SELECTED EXTRACT:
┏━━

I don't have any issue with the dive compnay losing claim to the coins. I'd sooner see them preserved in a public setting than sold off to private collectors around the world. I just love the hypocrisy of the Spanish Ambassador laying claim to them as Spanish heritage. You know, the heritage of subjugating the Americas, killing off the native populations with disease, war and bottom of the caste status while pillaging the natural resources of the Americas for the sole benefit of the elites of Spain. Kind of a heritage much like the alleged piracy of the American salvage company.

Unfortunately, Peru's last minute appeals to the US Supreme Court failed. They're the ones that ought to have the coins.

Friday, February 24, 2012

Kill 'em all and start over

I've been posting on Comics and...Other Imaginary Tales for a few years. I don't run that blog and sometimes I have something that strikes me that I want to shout about to the world, but Comics and isn't really the right forum. So, here I am with my own blog. Of course, it'll probably be just me reading it, but what the hell.

Don't expect anything fancy here. It's about what I have to say, not the graphics.

I'm going to try to post at least daily on work days (M-F), but maybe more, mabye less.

┗━━

LISTED RECORDS:
┏━━

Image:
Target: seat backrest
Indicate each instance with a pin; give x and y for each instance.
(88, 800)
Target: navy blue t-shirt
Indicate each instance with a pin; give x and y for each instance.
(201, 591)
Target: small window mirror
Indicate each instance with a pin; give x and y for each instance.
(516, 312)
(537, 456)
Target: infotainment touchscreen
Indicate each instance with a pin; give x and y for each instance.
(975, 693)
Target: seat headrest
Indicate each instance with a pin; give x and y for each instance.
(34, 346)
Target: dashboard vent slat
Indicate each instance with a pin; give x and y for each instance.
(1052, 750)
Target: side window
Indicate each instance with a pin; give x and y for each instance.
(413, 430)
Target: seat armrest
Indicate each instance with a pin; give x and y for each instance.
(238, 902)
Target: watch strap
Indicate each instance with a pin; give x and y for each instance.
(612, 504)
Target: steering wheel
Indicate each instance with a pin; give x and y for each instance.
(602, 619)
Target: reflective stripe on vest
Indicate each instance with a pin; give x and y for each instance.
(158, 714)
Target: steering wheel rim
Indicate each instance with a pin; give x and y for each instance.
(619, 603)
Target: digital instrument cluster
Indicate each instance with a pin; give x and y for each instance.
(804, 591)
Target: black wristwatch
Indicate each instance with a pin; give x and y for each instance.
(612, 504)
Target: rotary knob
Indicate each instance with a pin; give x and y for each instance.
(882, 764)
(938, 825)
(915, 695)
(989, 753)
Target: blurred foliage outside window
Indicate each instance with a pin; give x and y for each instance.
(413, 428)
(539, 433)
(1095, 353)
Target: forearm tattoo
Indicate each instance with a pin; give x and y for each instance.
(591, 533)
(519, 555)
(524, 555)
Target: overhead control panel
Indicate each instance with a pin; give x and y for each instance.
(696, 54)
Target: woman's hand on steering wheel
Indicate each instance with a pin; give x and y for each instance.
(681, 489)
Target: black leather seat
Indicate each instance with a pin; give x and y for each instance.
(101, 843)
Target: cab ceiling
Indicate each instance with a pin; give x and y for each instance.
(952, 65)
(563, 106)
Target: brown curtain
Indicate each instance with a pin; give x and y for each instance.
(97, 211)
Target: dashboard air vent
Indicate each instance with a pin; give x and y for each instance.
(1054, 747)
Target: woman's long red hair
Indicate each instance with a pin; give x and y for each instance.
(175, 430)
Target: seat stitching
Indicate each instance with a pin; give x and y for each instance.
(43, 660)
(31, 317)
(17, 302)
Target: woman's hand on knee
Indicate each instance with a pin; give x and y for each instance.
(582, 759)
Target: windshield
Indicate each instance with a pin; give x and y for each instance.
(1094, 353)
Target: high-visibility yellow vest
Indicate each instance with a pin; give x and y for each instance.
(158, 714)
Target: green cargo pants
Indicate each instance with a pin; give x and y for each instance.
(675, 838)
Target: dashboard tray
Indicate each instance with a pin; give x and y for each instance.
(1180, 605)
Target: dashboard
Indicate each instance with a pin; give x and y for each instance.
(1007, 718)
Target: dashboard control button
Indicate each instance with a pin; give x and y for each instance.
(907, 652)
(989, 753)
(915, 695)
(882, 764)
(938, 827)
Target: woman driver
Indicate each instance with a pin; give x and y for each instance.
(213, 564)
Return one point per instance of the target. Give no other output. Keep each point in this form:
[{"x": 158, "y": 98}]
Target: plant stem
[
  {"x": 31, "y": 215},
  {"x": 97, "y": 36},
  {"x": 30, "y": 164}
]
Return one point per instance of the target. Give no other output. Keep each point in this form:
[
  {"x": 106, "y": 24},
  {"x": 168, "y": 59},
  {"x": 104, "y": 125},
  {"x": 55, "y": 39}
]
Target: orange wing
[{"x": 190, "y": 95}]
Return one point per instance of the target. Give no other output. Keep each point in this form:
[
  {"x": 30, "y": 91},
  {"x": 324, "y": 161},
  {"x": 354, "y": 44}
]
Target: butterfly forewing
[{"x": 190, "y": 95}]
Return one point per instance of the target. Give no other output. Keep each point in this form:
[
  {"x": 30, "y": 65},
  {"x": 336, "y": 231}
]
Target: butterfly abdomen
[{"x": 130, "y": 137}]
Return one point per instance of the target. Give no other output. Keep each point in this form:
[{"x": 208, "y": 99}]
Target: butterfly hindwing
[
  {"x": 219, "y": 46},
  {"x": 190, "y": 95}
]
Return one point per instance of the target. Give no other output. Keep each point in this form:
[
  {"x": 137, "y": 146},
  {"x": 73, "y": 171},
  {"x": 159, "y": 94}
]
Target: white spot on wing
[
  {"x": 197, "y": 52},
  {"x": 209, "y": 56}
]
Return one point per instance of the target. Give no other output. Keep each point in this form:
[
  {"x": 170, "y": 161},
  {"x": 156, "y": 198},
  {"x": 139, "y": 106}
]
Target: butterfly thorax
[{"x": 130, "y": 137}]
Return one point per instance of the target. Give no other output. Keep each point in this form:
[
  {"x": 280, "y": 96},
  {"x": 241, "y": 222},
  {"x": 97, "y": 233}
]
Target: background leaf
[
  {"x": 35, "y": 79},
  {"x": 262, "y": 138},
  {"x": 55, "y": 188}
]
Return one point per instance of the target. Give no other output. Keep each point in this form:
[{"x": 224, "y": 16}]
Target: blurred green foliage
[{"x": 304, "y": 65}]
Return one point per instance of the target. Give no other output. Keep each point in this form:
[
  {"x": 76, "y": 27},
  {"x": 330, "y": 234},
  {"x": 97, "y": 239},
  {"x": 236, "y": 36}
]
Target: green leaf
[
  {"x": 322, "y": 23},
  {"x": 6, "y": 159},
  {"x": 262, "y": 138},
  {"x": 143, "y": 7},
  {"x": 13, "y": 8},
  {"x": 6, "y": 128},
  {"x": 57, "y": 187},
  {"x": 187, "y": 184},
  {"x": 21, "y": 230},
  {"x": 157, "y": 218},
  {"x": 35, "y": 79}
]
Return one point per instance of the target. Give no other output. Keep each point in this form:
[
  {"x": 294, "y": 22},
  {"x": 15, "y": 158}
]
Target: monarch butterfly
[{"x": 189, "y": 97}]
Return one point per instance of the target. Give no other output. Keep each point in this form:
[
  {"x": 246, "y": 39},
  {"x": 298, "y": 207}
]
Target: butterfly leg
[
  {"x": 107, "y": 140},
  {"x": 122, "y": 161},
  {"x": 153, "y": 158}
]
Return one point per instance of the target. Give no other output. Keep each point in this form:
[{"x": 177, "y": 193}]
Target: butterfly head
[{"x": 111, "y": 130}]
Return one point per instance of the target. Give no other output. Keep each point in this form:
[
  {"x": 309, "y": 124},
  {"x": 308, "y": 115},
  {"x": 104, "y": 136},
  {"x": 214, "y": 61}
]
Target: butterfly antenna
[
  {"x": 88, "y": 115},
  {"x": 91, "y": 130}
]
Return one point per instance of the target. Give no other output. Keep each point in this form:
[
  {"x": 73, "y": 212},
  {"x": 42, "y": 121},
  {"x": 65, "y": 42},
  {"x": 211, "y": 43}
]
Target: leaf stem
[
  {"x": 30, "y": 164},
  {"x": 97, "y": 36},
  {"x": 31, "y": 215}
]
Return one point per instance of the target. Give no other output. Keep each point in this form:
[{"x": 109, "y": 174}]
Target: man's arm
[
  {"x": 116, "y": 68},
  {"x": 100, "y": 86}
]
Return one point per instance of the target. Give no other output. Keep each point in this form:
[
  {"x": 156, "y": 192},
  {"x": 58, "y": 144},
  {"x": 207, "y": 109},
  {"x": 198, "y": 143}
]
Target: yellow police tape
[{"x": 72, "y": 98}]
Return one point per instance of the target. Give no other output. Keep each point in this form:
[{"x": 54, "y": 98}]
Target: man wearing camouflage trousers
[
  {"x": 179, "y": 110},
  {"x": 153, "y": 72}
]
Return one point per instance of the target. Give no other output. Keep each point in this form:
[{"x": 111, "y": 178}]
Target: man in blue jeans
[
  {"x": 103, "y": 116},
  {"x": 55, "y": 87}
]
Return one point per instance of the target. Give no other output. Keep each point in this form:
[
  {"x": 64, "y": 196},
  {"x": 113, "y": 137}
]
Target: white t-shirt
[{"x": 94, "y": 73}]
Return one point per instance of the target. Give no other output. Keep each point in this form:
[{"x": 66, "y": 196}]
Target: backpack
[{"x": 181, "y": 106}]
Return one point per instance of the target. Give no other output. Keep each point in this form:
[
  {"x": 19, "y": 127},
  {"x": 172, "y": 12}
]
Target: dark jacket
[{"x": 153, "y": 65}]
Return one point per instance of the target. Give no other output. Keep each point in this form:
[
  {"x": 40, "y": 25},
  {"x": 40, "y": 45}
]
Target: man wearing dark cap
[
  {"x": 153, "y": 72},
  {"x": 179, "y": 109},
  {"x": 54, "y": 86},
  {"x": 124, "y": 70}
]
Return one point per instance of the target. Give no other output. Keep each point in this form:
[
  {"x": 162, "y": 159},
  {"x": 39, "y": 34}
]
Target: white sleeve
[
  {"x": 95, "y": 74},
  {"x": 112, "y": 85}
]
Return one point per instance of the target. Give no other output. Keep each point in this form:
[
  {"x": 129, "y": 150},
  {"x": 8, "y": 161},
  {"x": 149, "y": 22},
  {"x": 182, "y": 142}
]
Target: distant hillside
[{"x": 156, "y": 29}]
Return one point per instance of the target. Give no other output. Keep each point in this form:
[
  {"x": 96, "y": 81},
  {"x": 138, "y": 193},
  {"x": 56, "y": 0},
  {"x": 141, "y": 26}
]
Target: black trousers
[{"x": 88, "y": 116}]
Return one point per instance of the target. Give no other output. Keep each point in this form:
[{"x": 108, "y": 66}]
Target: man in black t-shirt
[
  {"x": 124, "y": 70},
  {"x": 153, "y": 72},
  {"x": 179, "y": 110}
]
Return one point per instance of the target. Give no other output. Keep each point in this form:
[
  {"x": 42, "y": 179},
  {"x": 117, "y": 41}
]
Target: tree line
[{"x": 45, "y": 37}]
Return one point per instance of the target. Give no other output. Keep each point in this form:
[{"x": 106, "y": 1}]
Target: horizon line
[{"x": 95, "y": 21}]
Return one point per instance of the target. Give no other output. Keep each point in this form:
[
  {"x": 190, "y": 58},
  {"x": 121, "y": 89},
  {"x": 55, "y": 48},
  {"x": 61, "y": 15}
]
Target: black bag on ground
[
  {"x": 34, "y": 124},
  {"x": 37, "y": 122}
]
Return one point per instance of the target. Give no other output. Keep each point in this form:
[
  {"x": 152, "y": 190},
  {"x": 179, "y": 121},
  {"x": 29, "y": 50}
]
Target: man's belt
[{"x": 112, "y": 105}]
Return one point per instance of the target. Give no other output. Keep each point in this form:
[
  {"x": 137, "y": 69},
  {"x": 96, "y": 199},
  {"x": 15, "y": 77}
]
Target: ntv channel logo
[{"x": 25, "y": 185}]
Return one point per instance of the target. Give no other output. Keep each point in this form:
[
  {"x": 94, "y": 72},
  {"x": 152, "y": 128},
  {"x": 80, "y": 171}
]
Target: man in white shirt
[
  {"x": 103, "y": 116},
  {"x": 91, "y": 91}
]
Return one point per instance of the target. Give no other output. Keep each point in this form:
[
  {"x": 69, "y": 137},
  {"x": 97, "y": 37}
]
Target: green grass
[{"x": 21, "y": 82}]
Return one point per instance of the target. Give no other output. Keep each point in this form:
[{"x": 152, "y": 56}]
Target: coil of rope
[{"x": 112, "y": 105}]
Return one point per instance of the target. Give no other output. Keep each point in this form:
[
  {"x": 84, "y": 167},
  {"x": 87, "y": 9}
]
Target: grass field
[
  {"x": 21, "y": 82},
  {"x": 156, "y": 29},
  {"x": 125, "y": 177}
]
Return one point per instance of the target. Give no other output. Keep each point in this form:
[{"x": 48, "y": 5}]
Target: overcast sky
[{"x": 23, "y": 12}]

┗━━

PARTS OF THE EXERCISE:
(A) Answer these questions from the blog excerpt:
(i) Whose last-minute appeals to the US Supreme Court failed?
(ii) On which blog had the writer been posting for a few years?
(iii) How often does the writer plan to post?
(B) Carry on the blog excerpt from its final sentence, keeping the writer's informal voice.
The items are not needed for anything here.

RESPONSES:
(A)
(i) Peru's.
(ii) Comics and...Other Imaginary Tales.
(iii) At least daily on work days (M-F), though maybe more or less.

(B)
I'll start with Afghanistan. I haven't checked my history in any depth, but I'd venture the US is the first to occupy Afghanistan not because it wanted to control the territory but because the mooks who did control the territory allowed it to be used as a base of attack. That's an arguably more laudible reason to control a territory but the end result is the same. We're stuck in a primitive land that has only a mariginal interest in being a part of the 21st century.

This week brought us the baffling spectacle of people being killed over the burning of books. Now, as a general rule, I'm opposed to the burning of books. I don't care if it's the Quran, Shakespear, Fanny Hill, or Mein Kampf. If it's to be disposed, recycle it into another paper product, but don't burn it. Too much symbolism with that.

That being said, what the hell's the matter with a society that thinks the solution to book burning is to kill people? They value a book, not books in general, to such a degree that they have to kill someone over any insult to the book. It's a weak faith indeed that can't withstand a burning of the holy book, whether intentional or not.

Maybe it can be traced to the early history of Islam, where the answer to persecution was to wage jihad, but this is hardly the same. Despite the diatribes of Islamic extermists, no one who spends any time observing the current state of affairs can make a reasoned argument that the US or Europe are waging a war on Islam (the occasional idiotic statement of politicians notwithstanding). So killing Afghans and NATO soldiers because a few Qurans (which, by the way, were being used to spread extermist propaganda among prisoners, via notes in the margins), were burned is a disporportionate response to an action that did warrant objection. Christians wouldn't be happy if Muslims burned the Bible, after all. However, I know of no country where it would be acceptable for Christians to kill Muslims over it.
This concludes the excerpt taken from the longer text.